For the word "large", report how many lines of the records below contain it, and nothing more.
(Task data)
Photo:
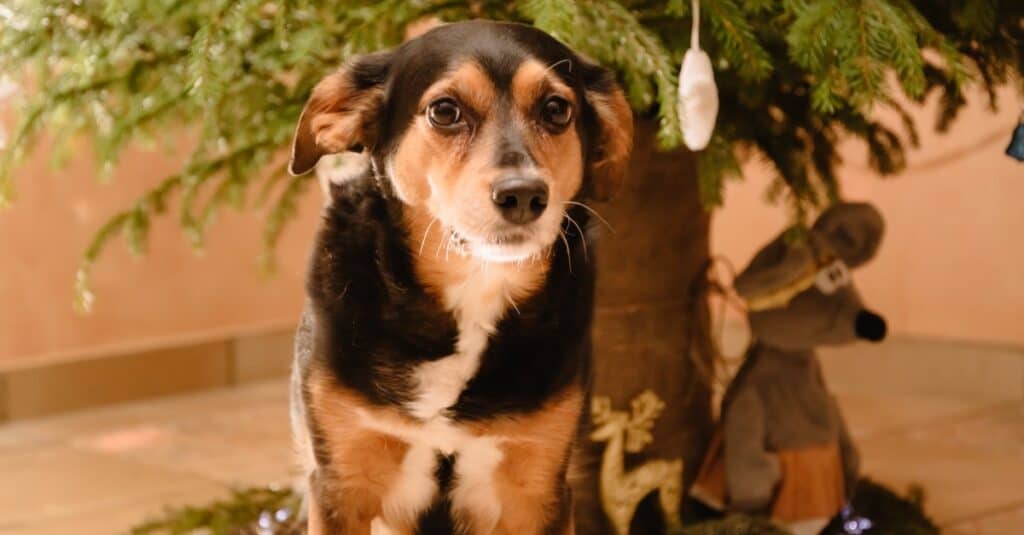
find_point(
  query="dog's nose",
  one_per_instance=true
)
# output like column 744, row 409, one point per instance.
column 520, row 200
column 869, row 326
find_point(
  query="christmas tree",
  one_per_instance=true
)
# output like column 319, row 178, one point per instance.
column 795, row 78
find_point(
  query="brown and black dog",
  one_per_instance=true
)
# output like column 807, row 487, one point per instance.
column 442, row 362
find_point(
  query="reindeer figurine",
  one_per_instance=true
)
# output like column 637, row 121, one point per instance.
column 782, row 448
column 622, row 490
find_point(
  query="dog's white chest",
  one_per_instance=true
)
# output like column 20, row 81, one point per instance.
column 477, row 303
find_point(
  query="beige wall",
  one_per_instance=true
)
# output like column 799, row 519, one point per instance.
column 170, row 294
column 951, row 264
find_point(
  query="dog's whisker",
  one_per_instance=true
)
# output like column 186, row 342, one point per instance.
column 568, row 251
column 425, row 233
column 512, row 301
column 593, row 211
column 583, row 237
column 558, row 63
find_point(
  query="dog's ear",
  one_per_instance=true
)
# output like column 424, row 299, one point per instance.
column 608, row 161
column 342, row 112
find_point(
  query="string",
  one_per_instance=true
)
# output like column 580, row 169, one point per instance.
column 695, row 30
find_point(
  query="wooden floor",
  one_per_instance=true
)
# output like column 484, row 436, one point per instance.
column 102, row 470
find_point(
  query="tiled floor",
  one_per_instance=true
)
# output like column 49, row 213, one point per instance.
column 102, row 470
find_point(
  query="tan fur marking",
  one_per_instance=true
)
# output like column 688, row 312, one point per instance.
column 364, row 463
column 609, row 170
column 535, row 450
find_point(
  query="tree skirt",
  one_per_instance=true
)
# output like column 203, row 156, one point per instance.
column 266, row 510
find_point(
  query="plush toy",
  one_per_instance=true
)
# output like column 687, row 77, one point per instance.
column 782, row 448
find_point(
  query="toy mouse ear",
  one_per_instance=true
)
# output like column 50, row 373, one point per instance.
column 852, row 230
column 342, row 112
column 778, row 264
column 608, row 161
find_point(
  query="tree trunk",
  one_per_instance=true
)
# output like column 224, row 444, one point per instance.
column 644, row 319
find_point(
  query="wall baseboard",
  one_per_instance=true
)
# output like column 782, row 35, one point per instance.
column 62, row 386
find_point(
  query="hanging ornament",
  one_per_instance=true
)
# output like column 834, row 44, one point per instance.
column 697, row 93
column 1016, row 148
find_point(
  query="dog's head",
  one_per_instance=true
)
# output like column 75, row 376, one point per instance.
column 492, row 128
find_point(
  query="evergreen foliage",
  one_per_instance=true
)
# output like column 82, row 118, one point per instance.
column 795, row 76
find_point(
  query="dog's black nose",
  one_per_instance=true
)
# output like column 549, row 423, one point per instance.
column 520, row 200
column 869, row 326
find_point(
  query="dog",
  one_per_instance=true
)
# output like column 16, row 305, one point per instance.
column 442, row 360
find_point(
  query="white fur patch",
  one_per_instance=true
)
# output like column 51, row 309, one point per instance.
column 415, row 488
column 477, row 303
column 474, row 500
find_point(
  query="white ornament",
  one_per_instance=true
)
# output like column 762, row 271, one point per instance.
column 697, row 93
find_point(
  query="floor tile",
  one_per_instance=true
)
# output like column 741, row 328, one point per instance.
column 967, row 466
column 59, row 481
column 872, row 414
column 1000, row 523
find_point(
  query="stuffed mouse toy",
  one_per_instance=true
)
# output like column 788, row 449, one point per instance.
column 782, row 448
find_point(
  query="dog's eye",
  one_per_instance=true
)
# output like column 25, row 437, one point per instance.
column 443, row 113
column 557, row 112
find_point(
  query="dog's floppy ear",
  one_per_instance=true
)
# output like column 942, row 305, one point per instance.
column 608, row 162
column 342, row 112
column 852, row 230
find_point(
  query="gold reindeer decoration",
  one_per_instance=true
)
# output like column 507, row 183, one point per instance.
column 623, row 490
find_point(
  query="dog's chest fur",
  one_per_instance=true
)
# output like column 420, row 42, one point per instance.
column 435, row 366
column 477, row 302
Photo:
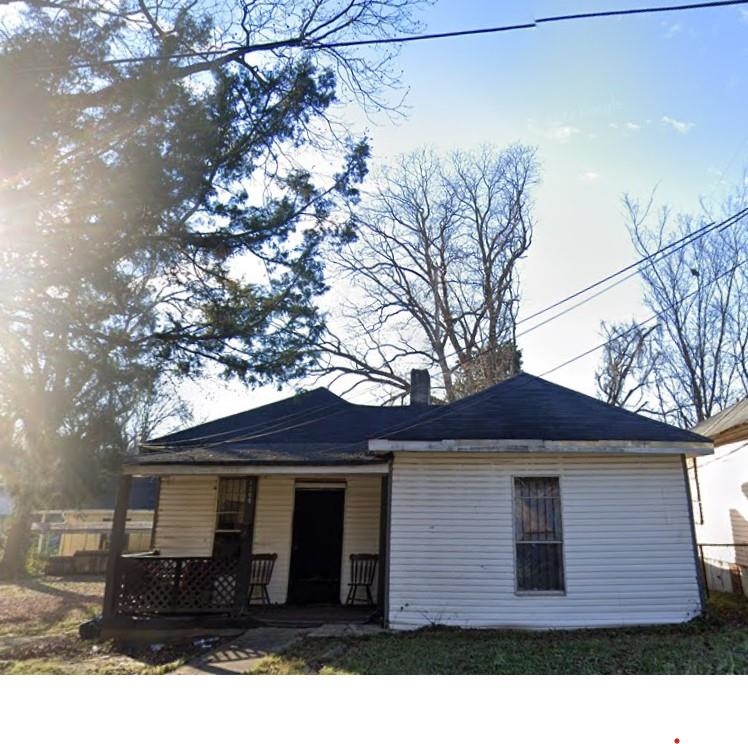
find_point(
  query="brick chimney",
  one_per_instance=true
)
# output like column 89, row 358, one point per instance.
column 420, row 387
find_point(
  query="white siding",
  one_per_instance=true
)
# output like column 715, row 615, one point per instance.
column 723, row 482
column 628, row 553
column 273, row 522
column 186, row 519
column 360, row 526
column 187, row 514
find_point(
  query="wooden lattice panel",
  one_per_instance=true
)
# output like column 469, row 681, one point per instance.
column 159, row 585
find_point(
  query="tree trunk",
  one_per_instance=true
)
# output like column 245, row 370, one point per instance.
column 13, row 564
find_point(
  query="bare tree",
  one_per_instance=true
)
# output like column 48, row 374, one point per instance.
column 628, row 364
column 698, row 294
column 433, row 276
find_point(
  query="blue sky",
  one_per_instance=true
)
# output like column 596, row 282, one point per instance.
column 614, row 106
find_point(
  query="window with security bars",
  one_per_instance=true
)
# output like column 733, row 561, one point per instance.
column 234, row 495
column 537, row 534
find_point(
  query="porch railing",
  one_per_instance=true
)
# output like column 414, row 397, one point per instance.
column 159, row 585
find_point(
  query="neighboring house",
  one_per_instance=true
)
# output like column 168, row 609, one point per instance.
column 65, row 532
column 719, row 487
column 525, row 505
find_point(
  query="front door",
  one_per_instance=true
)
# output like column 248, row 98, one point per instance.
column 316, row 546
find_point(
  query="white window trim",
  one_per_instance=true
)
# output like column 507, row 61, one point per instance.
column 539, row 592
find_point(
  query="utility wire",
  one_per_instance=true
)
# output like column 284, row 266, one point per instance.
column 234, row 53
column 658, row 255
column 674, row 245
column 477, row 398
column 431, row 415
column 648, row 320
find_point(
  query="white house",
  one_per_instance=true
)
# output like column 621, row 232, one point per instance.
column 719, row 486
column 525, row 505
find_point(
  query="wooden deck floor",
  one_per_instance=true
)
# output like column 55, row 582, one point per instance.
column 311, row 615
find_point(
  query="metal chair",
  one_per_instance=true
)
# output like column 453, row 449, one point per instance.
column 363, row 567
column 260, row 573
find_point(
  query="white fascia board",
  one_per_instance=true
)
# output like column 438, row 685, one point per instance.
column 167, row 469
column 540, row 445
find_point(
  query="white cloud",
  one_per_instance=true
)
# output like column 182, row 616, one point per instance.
column 680, row 126
column 561, row 133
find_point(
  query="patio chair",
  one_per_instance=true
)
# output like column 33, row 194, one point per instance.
column 363, row 567
column 261, row 571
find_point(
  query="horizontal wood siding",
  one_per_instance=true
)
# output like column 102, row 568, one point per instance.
column 627, row 541
column 360, row 526
column 186, row 518
column 272, row 534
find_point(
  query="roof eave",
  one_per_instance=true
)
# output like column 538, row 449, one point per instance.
column 606, row 446
column 249, row 468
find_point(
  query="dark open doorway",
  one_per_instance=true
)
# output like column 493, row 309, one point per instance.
column 316, row 546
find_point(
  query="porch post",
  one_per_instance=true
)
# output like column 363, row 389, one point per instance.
column 244, row 571
column 117, row 543
column 384, row 519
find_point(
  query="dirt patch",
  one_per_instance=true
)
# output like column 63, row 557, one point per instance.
column 45, row 605
column 39, row 621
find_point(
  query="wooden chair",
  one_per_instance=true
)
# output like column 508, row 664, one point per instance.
column 261, row 571
column 363, row 567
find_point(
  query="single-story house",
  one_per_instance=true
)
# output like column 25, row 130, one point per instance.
column 64, row 532
column 525, row 505
column 719, row 487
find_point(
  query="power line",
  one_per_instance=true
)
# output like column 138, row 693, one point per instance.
column 255, row 433
column 233, row 53
column 430, row 416
column 674, row 245
column 658, row 255
column 658, row 314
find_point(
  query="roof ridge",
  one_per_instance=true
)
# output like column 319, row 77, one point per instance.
column 317, row 392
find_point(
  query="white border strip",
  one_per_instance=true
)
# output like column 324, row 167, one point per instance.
column 249, row 469
column 541, row 445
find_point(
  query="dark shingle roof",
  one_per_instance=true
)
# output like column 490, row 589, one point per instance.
column 321, row 428
column 527, row 407
column 724, row 421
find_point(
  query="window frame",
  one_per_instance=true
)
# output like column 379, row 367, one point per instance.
column 227, row 535
column 538, row 592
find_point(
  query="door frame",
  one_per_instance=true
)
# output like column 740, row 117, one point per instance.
column 313, row 485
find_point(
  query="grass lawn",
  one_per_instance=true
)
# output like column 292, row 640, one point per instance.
column 714, row 644
column 39, row 619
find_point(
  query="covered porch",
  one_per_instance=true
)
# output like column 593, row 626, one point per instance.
column 213, row 526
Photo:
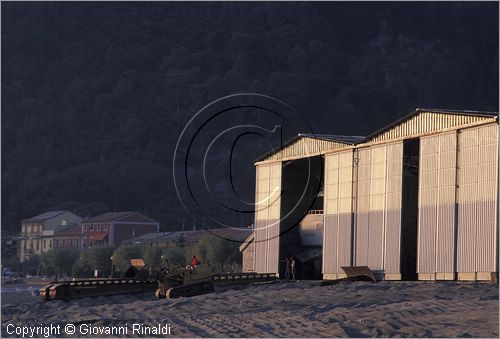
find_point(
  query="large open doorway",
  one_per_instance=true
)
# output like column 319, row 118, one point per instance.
column 409, row 209
column 302, row 216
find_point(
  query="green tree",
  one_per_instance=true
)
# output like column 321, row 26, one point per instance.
column 152, row 254
column 123, row 254
column 175, row 255
column 59, row 261
column 221, row 251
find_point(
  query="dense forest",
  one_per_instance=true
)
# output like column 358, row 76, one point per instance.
column 96, row 94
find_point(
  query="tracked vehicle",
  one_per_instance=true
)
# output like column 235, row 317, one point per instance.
column 184, row 281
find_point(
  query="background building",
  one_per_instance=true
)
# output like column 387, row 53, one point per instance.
column 187, row 238
column 416, row 199
column 114, row 227
column 37, row 232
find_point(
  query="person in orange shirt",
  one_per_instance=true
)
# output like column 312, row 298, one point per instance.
column 195, row 261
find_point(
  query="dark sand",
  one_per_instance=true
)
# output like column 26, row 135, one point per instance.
column 302, row 309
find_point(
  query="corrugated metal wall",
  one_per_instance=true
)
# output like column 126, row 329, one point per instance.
column 267, row 218
column 378, row 212
column 338, row 212
column 376, row 217
column 361, row 248
column 436, row 221
column 477, row 199
column 393, row 208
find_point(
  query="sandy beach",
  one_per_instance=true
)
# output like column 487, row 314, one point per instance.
column 300, row 309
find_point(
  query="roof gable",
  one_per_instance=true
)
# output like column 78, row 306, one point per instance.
column 424, row 120
column 106, row 217
column 135, row 217
column 44, row 216
column 308, row 145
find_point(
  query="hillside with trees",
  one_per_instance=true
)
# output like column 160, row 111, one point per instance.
column 95, row 95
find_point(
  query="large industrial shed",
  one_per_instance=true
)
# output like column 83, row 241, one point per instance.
column 415, row 200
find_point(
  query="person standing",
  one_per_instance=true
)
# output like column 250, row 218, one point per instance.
column 287, row 269
column 195, row 261
column 293, row 265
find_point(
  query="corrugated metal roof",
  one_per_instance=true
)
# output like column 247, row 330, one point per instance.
column 345, row 139
column 74, row 230
column 111, row 216
column 305, row 145
column 301, row 145
column 431, row 110
column 44, row 216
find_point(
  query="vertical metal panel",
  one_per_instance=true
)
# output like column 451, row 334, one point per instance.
column 267, row 216
column 362, row 249
column 477, row 199
column 467, row 196
column 393, row 208
column 487, row 198
column 376, row 218
column 436, row 225
column 427, row 204
column 338, row 212
column 274, row 218
column 445, row 236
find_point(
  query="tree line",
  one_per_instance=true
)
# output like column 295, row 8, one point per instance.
column 220, row 254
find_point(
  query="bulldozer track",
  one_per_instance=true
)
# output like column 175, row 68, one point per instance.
column 81, row 288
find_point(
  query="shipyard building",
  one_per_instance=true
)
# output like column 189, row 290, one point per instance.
column 417, row 199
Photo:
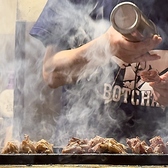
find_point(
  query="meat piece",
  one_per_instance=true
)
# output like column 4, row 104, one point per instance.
column 137, row 146
column 43, row 146
column 27, row 146
column 10, row 147
column 114, row 146
column 150, row 76
column 76, row 145
column 95, row 145
column 158, row 145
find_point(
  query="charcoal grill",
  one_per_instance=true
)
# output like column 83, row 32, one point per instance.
column 87, row 158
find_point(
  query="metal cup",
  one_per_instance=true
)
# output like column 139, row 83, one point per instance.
column 129, row 20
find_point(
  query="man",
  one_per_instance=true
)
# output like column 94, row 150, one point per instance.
column 104, row 94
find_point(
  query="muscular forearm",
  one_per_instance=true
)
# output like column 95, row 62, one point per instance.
column 65, row 66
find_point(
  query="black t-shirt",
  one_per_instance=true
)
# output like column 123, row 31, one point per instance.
column 112, row 100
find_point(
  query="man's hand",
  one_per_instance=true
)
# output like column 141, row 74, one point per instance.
column 131, row 52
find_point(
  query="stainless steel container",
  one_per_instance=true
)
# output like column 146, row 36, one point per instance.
column 129, row 20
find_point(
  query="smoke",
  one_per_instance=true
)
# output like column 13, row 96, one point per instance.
column 75, row 110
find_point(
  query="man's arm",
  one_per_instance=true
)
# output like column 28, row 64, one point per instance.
column 64, row 67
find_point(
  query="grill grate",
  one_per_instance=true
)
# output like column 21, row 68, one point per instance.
column 115, row 159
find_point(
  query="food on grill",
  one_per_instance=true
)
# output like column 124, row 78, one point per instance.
column 27, row 146
column 10, row 147
column 150, row 76
column 43, row 146
column 95, row 145
column 137, row 146
column 141, row 147
column 158, row 145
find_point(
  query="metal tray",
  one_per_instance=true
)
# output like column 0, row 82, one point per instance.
column 114, row 159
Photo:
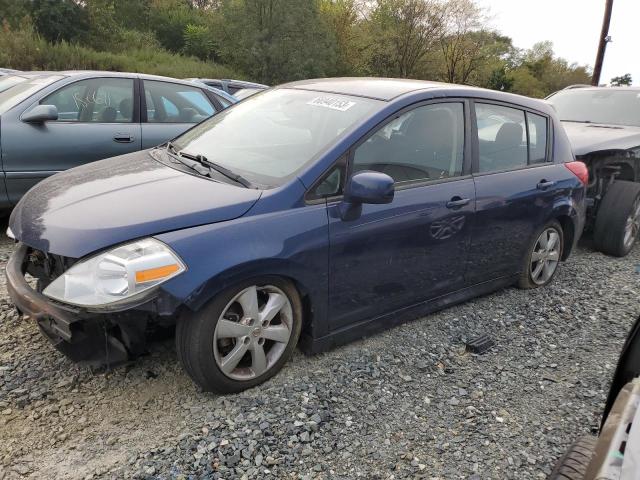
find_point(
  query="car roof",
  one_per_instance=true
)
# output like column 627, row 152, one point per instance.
column 143, row 76
column 591, row 88
column 387, row 89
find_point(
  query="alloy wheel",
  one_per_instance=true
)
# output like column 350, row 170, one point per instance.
column 632, row 226
column 253, row 332
column 545, row 256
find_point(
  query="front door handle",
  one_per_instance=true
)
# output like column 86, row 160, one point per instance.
column 544, row 184
column 123, row 138
column 457, row 202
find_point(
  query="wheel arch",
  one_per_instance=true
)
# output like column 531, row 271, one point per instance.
column 313, row 307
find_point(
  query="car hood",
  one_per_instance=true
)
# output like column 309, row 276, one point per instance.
column 119, row 199
column 587, row 138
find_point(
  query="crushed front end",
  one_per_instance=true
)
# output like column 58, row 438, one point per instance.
column 95, row 338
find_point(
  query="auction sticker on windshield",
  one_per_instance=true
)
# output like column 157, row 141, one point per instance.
column 332, row 102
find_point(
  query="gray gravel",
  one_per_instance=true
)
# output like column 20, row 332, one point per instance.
column 407, row 403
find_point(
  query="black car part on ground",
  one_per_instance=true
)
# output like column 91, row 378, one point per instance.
column 91, row 338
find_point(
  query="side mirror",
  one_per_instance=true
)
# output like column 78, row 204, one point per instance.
column 370, row 187
column 40, row 114
column 365, row 187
(End Task data)
Problem solution - 2